# Fast extraction, sloppy pucks. Help please!



## shabcos (Nov 5, 2015)

Hey guys,

I'm quite new to home espressos so the fault is likely to be mine.

Okay, so I have a gaggia class and an mc2 grinder. Using columbian suarez beans from rave 7 days after roast.

As the title says I'm getting fast extractions (around 15 secs) and sloppy, wet pucks.

Espresso is as expected, sour.

I'm finding it hard to find the sweet spot on the mc2. I either get fast extractions or none at all.

Quite stumped. Could be my tamping technique, but I don't know.

I'm also finding dosing a bit of an issue too. I fill up the basket and it overflows (which is messy) and when I tamp it looks like it's under-dosed.

So yeah any help would be great. Thank you.

Jon


----------



## Mrboots2u (May 10, 2013)

What is your dose ( by weight )

What is your output by weight

Do you have a tamper

Research for you if you haven't already

Read below you need to have aroudn 16-17 g for a double basket - not to fill it

Set a dose 17g still to it ( to the 0.1g )

http://coffeeforums.co.uk/showthread.php?22879-Beginners-Reading-Weighing-Espresso-Brew-Ratios


----------



## Mrboots2u (May 10, 2013)

There should be some " headspace " in the basket by this i mean you shouldn't fill it to the top


----------



## TomBurtonArt (Jan 18, 2015)

Should be able to dial in an MC2 gradually as the gearing is so small (makes only tiny adjustments) need to weigh though, it's vital.

P.S I don't think i'd worry about wet pucks on a classic so much.


----------



## hotmetal (Oct 31, 2013)

I might be wrong (probably am LOL!) but having had a Classic/MC2 and then an R58 I've had a far higher percentage of wet pucks with the Rocket, yet the coffee has been streets ahead. My conclusion is that wet pucks are not only a non-issue, they're an indicator that you haven't overfilled the basket and there is headroom for the brew to take place without putting the puck under too much pressure. At least that's my take on it, not really sure what the 'official line' or consensus is. The MC2 can take an age to dial in because the screw is so fine. But it sounds like you need to keep to your 17 or 18g whatever (be consistent ) and just grind finer.


----------



## Eyedee (Sep 13, 2010)

As others have stated keep consistent, the only variable here should be the grind, tamp the same, weigh the dose always the same.

If you only change one variable you have ultimate control over whats happening.

Ian


----------



## shabcos (Nov 5, 2015)

Hey Guys,

Thank you all for your messages.

After some more tweaking and also measuring I've managed to pull a few decent shots!

Averaging around 27 secs. Not tasting sour anymore. I was so excited!

I wake up the next day, warm up my gaggia (waiting at least 20 mins), grind the beans, tamp blah blah same as usual.

And it pulls fast again! (15 secs) Nothing had changed in my process.

At first I thought I tamped too lightly so I tamped harder and firmer. Nope that didn't change it at all, still fast.

I'm kinda stumped.

Also, not sure if this is normal but there are tiny fragments of coffee at the bottom of my cup upon finishing my drink.

Is it too fine? Maybe. But why would it pull so fast?

Jon


----------



## hotmetal (Oct 31, 2013)

Data excerpt:

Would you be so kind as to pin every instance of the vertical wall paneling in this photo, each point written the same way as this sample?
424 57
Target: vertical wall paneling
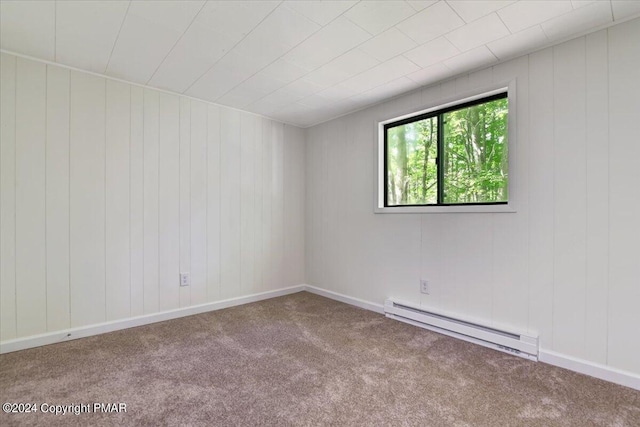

Requirement A: In the forum thread, what dose by weight does the reply recommend for a double basket?
Requirement B: Reproduce the forum thread from "After some more" up to and including "finishing my drink.".

Result A: Around 16-17 g.

Result B:
After some more tweaking and also measuring I've managed to pull a few decent shots!

Averaging around 27 secs. Not tasting sour anymore. I was so excited!

I wake up the next day, warm up my gaggia (waiting at least 20 mins), grind the beans, tamp blah blah same as usual.

And it pulls fast again! (15 secs) Nothing had changed in my process.

At first I thought I tamped too lightly so I tamped harder and firmer. Nope that didn't change it at all, still fast.

I'm kinda stumped.

Also, not sure if this is normal but there are tiny fragments of coffee at the bottom of my cup upon finishing my drink.